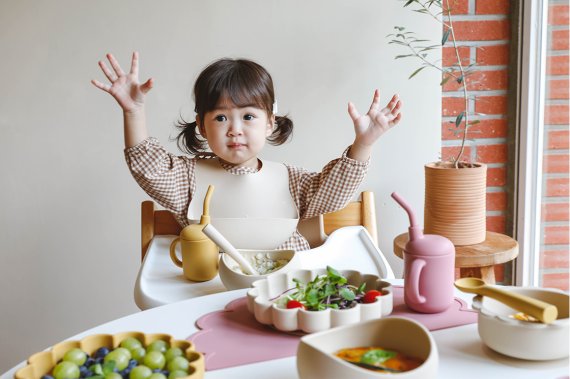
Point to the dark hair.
(245, 83)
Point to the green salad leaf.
(326, 291)
(377, 356)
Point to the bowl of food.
(265, 262)
(372, 349)
(123, 355)
(315, 300)
(517, 335)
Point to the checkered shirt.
(170, 180)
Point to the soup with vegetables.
(379, 359)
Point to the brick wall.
(482, 28)
(555, 230)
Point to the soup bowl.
(500, 331)
(316, 352)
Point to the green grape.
(140, 372)
(177, 374)
(158, 345)
(130, 343)
(76, 356)
(173, 352)
(121, 356)
(154, 360)
(123, 351)
(178, 363)
(138, 353)
(66, 370)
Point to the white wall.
(69, 220)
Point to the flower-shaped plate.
(261, 302)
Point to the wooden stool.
(476, 260)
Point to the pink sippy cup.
(429, 267)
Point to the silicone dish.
(522, 339)
(43, 362)
(316, 359)
(261, 302)
(233, 278)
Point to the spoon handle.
(227, 248)
(545, 312)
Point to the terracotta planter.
(455, 202)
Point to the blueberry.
(101, 352)
(84, 372)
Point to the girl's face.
(236, 134)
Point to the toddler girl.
(257, 203)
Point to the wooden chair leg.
(486, 273)
(369, 214)
(147, 226)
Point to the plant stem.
(464, 85)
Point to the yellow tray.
(43, 362)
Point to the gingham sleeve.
(165, 177)
(327, 191)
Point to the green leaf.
(445, 36)
(347, 294)
(377, 356)
(416, 72)
(332, 273)
(459, 119)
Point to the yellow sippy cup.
(200, 256)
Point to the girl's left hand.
(372, 125)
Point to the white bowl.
(521, 339)
(233, 278)
(316, 359)
(261, 302)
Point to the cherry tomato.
(294, 304)
(370, 296)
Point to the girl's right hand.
(125, 88)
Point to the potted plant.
(455, 191)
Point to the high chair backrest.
(361, 212)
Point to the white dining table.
(461, 352)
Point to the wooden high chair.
(361, 212)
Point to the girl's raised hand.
(124, 87)
(372, 125)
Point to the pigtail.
(282, 132)
(189, 139)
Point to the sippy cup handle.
(415, 271)
(173, 256)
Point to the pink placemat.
(232, 337)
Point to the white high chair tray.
(160, 282)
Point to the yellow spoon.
(538, 309)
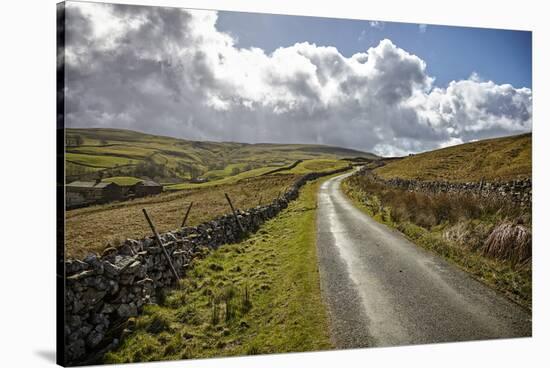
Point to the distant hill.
(496, 159)
(118, 152)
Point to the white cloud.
(169, 71)
(376, 24)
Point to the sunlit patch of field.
(92, 229)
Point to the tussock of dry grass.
(510, 242)
(95, 228)
(489, 238)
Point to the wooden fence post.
(234, 213)
(159, 241)
(186, 214)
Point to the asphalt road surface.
(383, 290)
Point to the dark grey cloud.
(170, 71)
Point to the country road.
(383, 290)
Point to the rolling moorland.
(126, 153)
(267, 277)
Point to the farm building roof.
(89, 184)
(149, 183)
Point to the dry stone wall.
(518, 191)
(102, 292)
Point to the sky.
(382, 87)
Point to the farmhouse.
(146, 188)
(79, 193)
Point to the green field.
(284, 311)
(492, 159)
(171, 160)
(95, 161)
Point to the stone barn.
(146, 188)
(80, 193)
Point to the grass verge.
(257, 297)
(456, 228)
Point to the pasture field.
(92, 229)
(498, 159)
(165, 159)
(271, 282)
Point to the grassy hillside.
(128, 153)
(492, 159)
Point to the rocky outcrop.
(101, 292)
(518, 191)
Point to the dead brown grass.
(95, 228)
(509, 241)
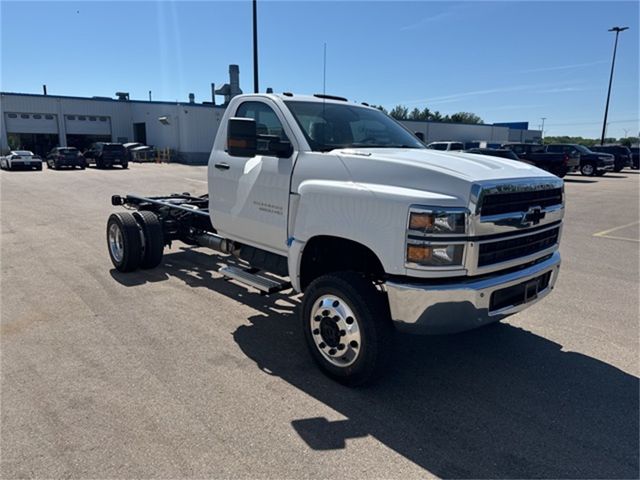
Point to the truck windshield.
(328, 126)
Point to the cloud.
(564, 90)
(431, 18)
(564, 67)
(533, 88)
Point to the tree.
(466, 117)
(380, 107)
(436, 116)
(399, 112)
(628, 141)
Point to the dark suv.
(622, 154)
(106, 155)
(65, 157)
(591, 163)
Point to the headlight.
(426, 224)
(435, 255)
(437, 221)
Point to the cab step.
(248, 277)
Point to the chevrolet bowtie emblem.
(532, 216)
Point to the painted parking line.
(605, 233)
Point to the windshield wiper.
(367, 145)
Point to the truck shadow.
(492, 403)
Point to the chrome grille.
(499, 251)
(507, 202)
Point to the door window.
(267, 123)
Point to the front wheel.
(347, 327)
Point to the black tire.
(588, 169)
(153, 238)
(371, 317)
(129, 241)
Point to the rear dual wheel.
(134, 240)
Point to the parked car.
(621, 153)
(591, 163)
(446, 146)
(106, 155)
(130, 146)
(143, 153)
(60, 157)
(557, 163)
(635, 161)
(21, 159)
(496, 152)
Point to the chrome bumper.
(427, 308)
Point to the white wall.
(192, 127)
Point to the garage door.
(87, 125)
(31, 123)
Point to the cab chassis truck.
(341, 202)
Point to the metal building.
(41, 122)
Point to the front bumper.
(70, 162)
(428, 308)
(26, 163)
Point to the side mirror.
(241, 137)
(278, 147)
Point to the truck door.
(249, 197)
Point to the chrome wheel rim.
(335, 331)
(116, 242)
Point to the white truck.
(341, 202)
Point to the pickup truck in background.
(591, 163)
(621, 153)
(339, 201)
(557, 163)
(106, 155)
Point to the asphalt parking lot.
(176, 373)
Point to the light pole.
(613, 63)
(255, 47)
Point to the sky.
(502, 60)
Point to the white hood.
(447, 173)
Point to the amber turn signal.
(421, 221)
(419, 253)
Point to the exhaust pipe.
(215, 242)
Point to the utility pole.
(613, 63)
(255, 47)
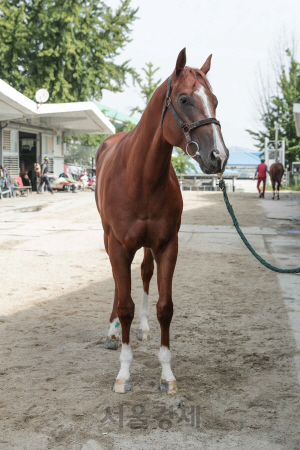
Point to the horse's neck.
(151, 153)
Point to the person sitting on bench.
(44, 177)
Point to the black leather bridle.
(186, 128)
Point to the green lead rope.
(244, 239)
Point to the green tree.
(67, 47)
(278, 107)
(148, 87)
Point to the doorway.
(28, 155)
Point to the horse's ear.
(206, 66)
(181, 61)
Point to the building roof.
(243, 158)
(71, 118)
(116, 116)
(296, 110)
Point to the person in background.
(37, 169)
(261, 173)
(44, 177)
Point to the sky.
(241, 35)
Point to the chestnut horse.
(140, 203)
(276, 173)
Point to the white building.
(29, 132)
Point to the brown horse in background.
(276, 173)
(140, 203)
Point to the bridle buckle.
(187, 149)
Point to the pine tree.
(148, 87)
(279, 108)
(67, 47)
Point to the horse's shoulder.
(108, 143)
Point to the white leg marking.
(125, 358)
(114, 328)
(144, 313)
(218, 144)
(164, 356)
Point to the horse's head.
(190, 102)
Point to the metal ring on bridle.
(197, 151)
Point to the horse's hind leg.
(112, 340)
(273, 187)
(147, 272)
(113, 335)
(166, 262)
(121, 264)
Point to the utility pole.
(276, 141)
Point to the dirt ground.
(231, 341)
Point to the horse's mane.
(196, 73)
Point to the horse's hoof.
(144, 335)
(170, 387)
(121, 386)
(111, 344)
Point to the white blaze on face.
(218, 144)
(125, 358)
(164, 356)
(144, 313)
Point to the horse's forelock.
(196, 74)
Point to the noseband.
(186, 128)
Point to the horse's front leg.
(121, 264)
(166, 261)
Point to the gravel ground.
(232, 346)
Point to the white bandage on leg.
(164, 356)
(114, 328)
(144, 313)
(125, 358)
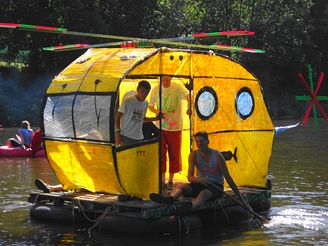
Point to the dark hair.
(202, 134)
(145, 84)
(25, 124)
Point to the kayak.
(5, 151)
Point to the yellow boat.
(79, 113)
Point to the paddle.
(242, 205)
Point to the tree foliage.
(293, 32)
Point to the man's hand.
(118, 139)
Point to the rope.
(98, 220)
(224, 212)
(187, 224)
(36, 198)
(179, 222)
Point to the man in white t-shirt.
(172, 125)
(131, 115)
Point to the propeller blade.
(69, 47)
(218, 34)
(238, 49)
(35, 28)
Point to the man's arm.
(153, 109)
(118, 137)
(191, 169)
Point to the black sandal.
(158, 198)
(42, 186)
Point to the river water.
(299, 213)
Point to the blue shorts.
(216, 192)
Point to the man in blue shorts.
(208, 184)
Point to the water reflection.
(298, 171)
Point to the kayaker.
(24, 136)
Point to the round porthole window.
(244, 103)
(206, 103)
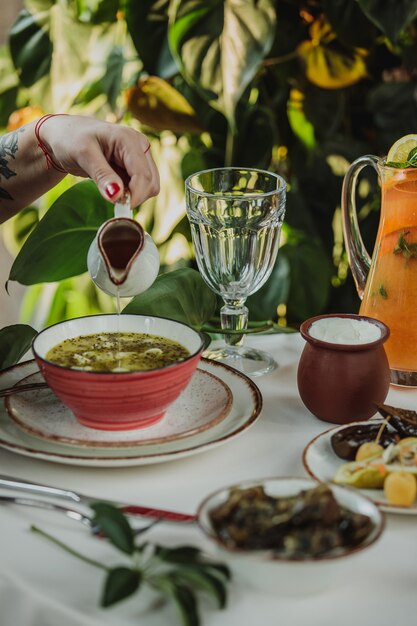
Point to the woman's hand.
(113, 155)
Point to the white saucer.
(245, 408)
(205, 402)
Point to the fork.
(9, 482)
(74, 514)
(9, 391)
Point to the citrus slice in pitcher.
(400, 150)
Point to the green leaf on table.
(181, 295)
(180, 554)
(57, 248)
(121, 582)
(114, 525)
(15, 341)
(204, 580)
(182, 595)
(203, 38)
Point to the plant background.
(298, 87)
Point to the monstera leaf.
(181, 295)
(30, 45)
(328, 63)
(391, 17)
(15, 341)
(157, 104)
(147, 22)
(219, 46)
(57, 248)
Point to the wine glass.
(236, 216)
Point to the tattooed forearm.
(9, 145)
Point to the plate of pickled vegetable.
(378, 457)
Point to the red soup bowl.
(118, 400)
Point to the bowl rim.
(135, 372)
(268, 555)
(345, 347)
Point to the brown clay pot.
(341, 383)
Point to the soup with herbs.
(117, 352)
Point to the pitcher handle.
(359, 259)
(122, 207)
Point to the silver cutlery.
(9, 391)
(9, 482)
(73, 514)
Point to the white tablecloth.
(40, 585)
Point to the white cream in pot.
(344, 330)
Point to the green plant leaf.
(30, 46)
(350, 24)
(57, 248)
(155, 103)
(183, 597)
(219, 46)
(147, 22)
(181, 295)
(391, 17)
(121, 582)
(263, 304)
(310, 272)
(97, 11)
(114, 526)
(108, 84)
(15, 341)
(200, 577)
(180, 554)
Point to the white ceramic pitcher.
(123, 260)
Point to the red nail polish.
(112, 189)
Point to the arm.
(114, 156)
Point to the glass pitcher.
(387, 284)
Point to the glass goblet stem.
(234, 316)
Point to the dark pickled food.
(309, 524)
(346, 441)
(403, 420)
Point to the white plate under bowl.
(203, 404)
(322, 463)
(245, 408)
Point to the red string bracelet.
(49, 160)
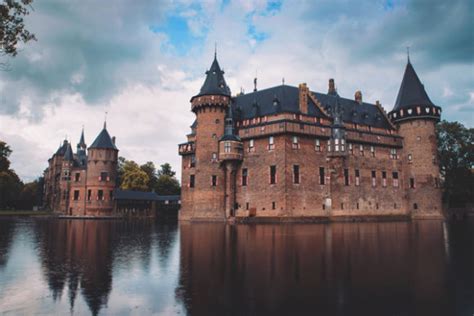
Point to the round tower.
(206, 182)
(415, 117)
(101, 175)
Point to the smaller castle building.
(83, 183)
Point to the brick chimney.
(303, 98)
(358, 96)
(331, 87)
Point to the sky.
(141, 62)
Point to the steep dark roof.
(103, 141)
(215, 83)
(68, 155)
(412, 91)
(62, 149)
(285, 98)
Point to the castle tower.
(81, 150)
(231, 155)
(65, 180)
(210, 107)
(101, 174)
(415, 117)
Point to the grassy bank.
(24, 213)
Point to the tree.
(456, 160)
(150, 170)
(166, 170)
(12, 26)
(134, 178)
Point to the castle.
(290, 153)
(82, 184)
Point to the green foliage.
(456, 159)
(134, 178)
(12, 25)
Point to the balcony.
(187, 148)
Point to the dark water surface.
(50, 266)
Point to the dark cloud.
(84, 47)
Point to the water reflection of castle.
(299, 269)
(80, 255)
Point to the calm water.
(111, 267)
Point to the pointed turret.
(68, 155)
(412, 100)
(215, 83)
(103, 140)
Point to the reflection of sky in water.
(141, 268)
(143, 278)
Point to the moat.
(82, 267)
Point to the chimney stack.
(303, 98)
(358, 96)
(331, 88)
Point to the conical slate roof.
(103, 140)
(215, 83)
(68, 155)
(412, 92)
(62, 149)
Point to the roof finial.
(255, 82)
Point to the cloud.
(143, 62)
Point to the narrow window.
(272, 174)
(346, 176)
(244, 176)
(104, 176)
(251, 145)
(296, 174)
(317, 145)
(271, 143)
(393, 153)
(227, 147)
(294, 143)
(321, 176)
(395, 179)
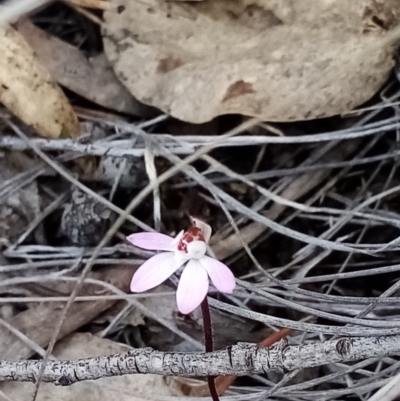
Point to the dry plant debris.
(305, 213)
(277, 60)
(91, 78)
(28, 90)
(125, 388)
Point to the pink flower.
(189, 249)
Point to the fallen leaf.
(91, 78)
(27, 89)
(38, 322)
(276, 60)
(123, 388)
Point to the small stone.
(85, 220)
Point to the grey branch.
(239, 360)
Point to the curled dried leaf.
(277, 60)
(27, 89)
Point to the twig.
(239, 360)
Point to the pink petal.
(204, 227)
(192, 288)
(154, 271)
(152, 241)
(220, 274)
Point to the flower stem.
(205, 309)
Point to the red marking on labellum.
(190, 235)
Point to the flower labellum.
(187, 249)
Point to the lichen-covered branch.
(239, 360)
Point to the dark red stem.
(205, 309)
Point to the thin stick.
(207, 327)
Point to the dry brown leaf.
(123, 388)
(91, 78)
(27, 89)
(277, 60)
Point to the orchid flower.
(187, 249)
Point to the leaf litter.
(305, 212)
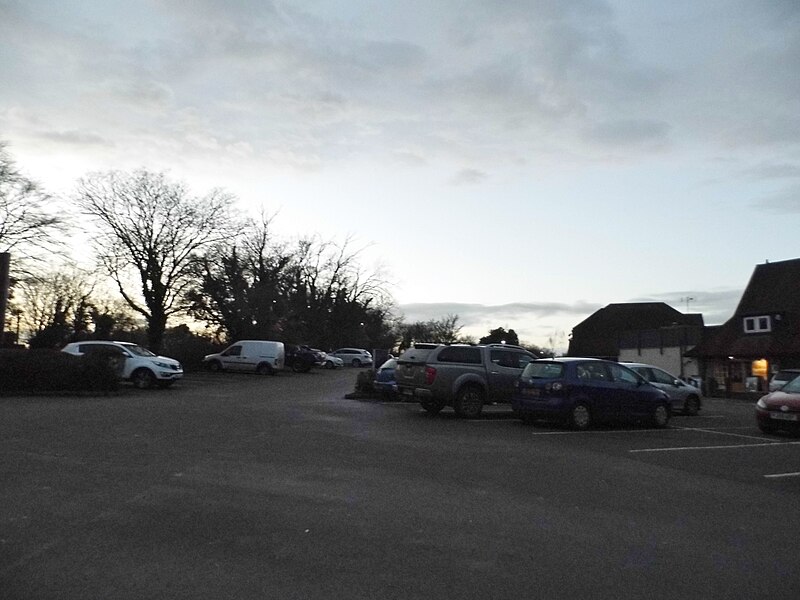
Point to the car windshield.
(793, 387)
(138, 350)
(543, 370)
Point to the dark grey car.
(684, 397)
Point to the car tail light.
(430, 375)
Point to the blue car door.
(597, 386)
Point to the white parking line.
(776, 475)
(749, 437)
(713, 447)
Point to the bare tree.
(152, 229)
(28, 229)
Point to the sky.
(519, 163)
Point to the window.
(621, 374)
(592, 371)
(759, 324)
(663, 377)
(507, 358)
(462, 354)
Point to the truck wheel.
(143, 379)
(469, 401)
(432, 406)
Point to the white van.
(255, 356)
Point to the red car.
(780, 409)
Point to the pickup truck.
(462, 376)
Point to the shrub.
(364, 381)
(46, 371)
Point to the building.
(761, 337)
(649, 332)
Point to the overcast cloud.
(635, 148)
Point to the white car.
(357, 357)
(136, 364)
(332, 362)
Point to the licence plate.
(783, 416)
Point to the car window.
(623, 375)
(504, 358)
(543, 370)
(660, 376)
(462, 354)
(592, 372)
(104, 348)
(793, 387)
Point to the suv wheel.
(143, 379)
(580, 417)
(661, 416)
(469, 401)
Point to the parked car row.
(145, 369)
(578, 391)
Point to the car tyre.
(580, 417)
(469, 402)
(432, 406)
(661, 416)
(143, 379)
(692, 406)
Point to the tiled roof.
(600, 333)
(773, 291)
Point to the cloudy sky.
(520, 163)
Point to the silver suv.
(136, 364)
(684, 397)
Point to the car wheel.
(432, 406)
(580, 417)
(661, 416)
(692, 406)
(265, 369)
(143, 379)
(469, 402)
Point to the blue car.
(584, 391)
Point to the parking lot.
(239, 486)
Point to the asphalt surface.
(239, 486)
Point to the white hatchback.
(357, 357)
(136, 364)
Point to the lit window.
(757, 324)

+-------+

**WHAT TO WORK ON**:
Omit the pictures and write out the lines above from the one with "Point to the fallen leaf." through the last, unchanged.

**RESPONSE TO THIS EXERCISE**:
Point to the fallen leaf.
(91, 78)
(27, 89)
(38, 322)
(276, 60)
(123, 388)
Point to the small stone.
(85, 220)
Point to the grey branch.
(239, 360)
Point to the curled dried leaf.
(277, 60)
(27, 89)
Point to the twig.
(239, 360)
Point to the pink petal.
(204, 227)
(192, 288)
(154, 271)
(152, 241)
(220, 274)
Point to the flower stem.
(205, 309)
Point to the red marking on labellum.
(190, 235)
Point to the flower labellum.
(187, 249)
Point to the lichen-covered branch.
(239, 360)
Point to the dark red stem.
(205, 309)
Point to the thin stick.
(207, 327)
Point to the dry brown leaf.
(123, 388)
(91, 78)
(27, 89)
(277, 60)
Point to the orchid flower.
(187, 249)
Point to the leaf litter.
(305, 212)
Point to the car windshield.
(793, 387)
(138, 350)
(543, 370)
Point to the dark grey car.
(684, 397)
Point to the car tail light.
(430, 375)
Point to the blue car door.
(597, 386)
Point to the white parking line.
(776, 475)
(749, 437)
(713, 447)
Point to the bare tree.
(152, 229)
(28, 229)
Point to the sky.
(519, 163)
Point to the window.
(621, 374)
(592, 371)
(759, 324)
(663, 377)
(507, 358)
(462, 354)
Point to the truck wheel.
(143, 379)
(469, 401)
(432, 406)
Point to the white van.
(255, 356)
Point to the red car.
(780, 409)
Point to the pickup truck.
(462, 376)
Point to the shrub.
(364, 381)
(46, 371)
Point to the building.
(761, 337)
(649, 332)
Point to the overcast cloud.
(635, 148)
Point to the white car.
(357, 357)
(136, 364)
(332, 362)
Point to the licence plate.
(783, 416)
Point to the car window.
(623, 375)
(504, 358)
(543, 370)
(660, 376)
(462, 354)
(592, 372)
(104, 348)
(793, 387)
Point to the suv wheel.
(143, 379)
(580, 417)
(661, 416)
(469, 401)
Point to the parked car row.
(145, 369)
(578, 391)
Point to the car tyre.
(580, 417)
(469, 402)
(432, 406)
(661, 416)
(143, 379)
(692, 406)
Point to the tiled roof.
(600, 333)
(773, 291)
Point to the cloudy sky.
(520, 163)
Point to the silver suv.
(136, 364)
(684, 397)
Point to the car wheel.
(432, 406)
(580, 417)
(661, 416)
(692, 406)
(265, 369)
(143, 379)
(469, 402)
Point to the blue car.
(584, 391)
Point to the parking lot.
(239, 486)
Point to the asphalt surface.
(239, 486)
Point to the white hatchback.
(357, 357)
(136, 364)
Point to the lit window.
(757, 324)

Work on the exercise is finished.